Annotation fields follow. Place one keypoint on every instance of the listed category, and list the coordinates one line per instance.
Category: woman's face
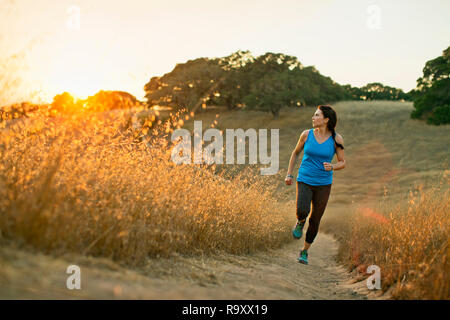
(318, 119)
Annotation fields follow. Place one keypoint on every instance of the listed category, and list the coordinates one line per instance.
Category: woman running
(315, 174)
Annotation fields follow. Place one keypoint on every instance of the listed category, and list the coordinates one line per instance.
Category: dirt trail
(271, 275)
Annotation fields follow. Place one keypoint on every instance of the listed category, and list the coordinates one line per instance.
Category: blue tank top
(311, 170)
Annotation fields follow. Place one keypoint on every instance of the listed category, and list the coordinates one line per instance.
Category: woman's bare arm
(298, 149)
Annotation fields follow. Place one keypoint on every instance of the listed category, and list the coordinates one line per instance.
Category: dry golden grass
(408, 240)
(89, 185)
(389, 156)
(86, 183)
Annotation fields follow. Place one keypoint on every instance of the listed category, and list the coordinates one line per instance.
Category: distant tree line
(432, 93)
(266, 82)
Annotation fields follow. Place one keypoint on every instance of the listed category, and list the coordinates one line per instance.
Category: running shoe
(298, 230)
(303, 258)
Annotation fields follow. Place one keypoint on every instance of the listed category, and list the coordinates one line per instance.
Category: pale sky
(120, 45)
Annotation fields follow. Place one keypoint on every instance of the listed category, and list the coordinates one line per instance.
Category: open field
(88, 191)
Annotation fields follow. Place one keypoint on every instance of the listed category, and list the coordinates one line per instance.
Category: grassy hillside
(87, 184)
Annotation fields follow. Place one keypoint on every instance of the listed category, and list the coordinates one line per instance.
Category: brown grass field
(89, 185)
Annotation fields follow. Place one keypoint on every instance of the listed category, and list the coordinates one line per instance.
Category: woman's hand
(328, 166)
(288, 180)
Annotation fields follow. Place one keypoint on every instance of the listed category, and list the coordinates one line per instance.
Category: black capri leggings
(319, 196)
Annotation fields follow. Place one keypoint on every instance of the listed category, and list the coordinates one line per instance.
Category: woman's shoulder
(339, 138)
(304, 134)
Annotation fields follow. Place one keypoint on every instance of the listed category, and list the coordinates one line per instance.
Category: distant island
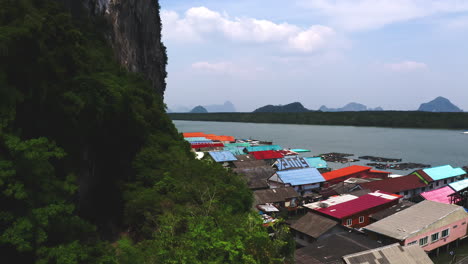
(351, 107)
(440, 104)
(295, 107)
(226, 107)
(199, 110)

*-*-*

Nothing in the entries above should change when they are printed again, except that the pictures are dropped.

**Correct response**
Annotation fields follow. Place one keypoint on every instance of the listed category, and list the coordinates one line per instance.
Category: woman's face
(318, 119)
Annotation fields follow. Place one keypoint on every instance of the listed category, and list the coordinates one line per instance.
Category: woman running
(315, 174)
Annotation fields follow. Place one keypoint on every instance of the listed category, and list the coordinates one line per instance.
Category: dirt trail
(271, 275)
Annotation fields follow. Place one keypoint on every instance of the listed category, and list the coordinates one line per instance.
Category: blue tank top
(311, 170)
Annotation fields follow. Place one keypoint on every instance of the listed category, and list the coordinates one line per instance.
Category: woman's bare arm
(298, 149)
Annotation fields follow. Place one keypoint on every instance of the listed category, and list the coordinates one line per instance.
Category: dry golden grass
(408, 240)
(89, 185)
(389, 156)
(86, 183)
Annotation fields follow. Place one keypoint on every instance of the listed category, and list the coordinates one line per instance.
Category: distant tree line
(432, 93)
(266, 82)
Annotation fields follow. Place one keypoint on every instance of the listed category, and list the coordinates one line per instance.
Category: running shoe
(298, 230)
(303, 258)
Annotation fields follow. Place one keypoint on every instance of the listed category, and list the coordinates one line per instance.
Category: pale sky
(120, 45)
Annotation fields follow. Place one keypoint on every instance of the listed category, and list the coordinates one line per instance.
Category: open field
(88, 191)
Annotation fields follow. Place one keypoint on every instance of the listed category, and list the coordinates one line per instance.
Category: grassy hillside
(87, 184)
Annotation fields follow. Place one keypoint on every instance of the listed category, and list the coordinates one line per instance.
Category: brown grass field
(89, 185)
Annotation fields follow. Place one keypoint on every instance of the listed category, and list the coordinates one line per instance.
Category: woman's hand
(328, 166)
(288, 180)
Annotation fields follow. Place one keypoint on every instance of the listed category, and list the coordinates one line per instance.
Category: black capri leggings
(319, 196)
Annotation fields follow. Place one keypoint on every instance of the listed category, and list the coordinates one line per instance.
Category: woman's shoulder
(339, 138)
(304, 134)
Annotation fields follow. Place one keypoint on every instance of the listed category, and list the coordinates one line per instance.
Category: distant island
(351, 107)
(440, 104)
(295, 107)
(226, 107)
(199, 110)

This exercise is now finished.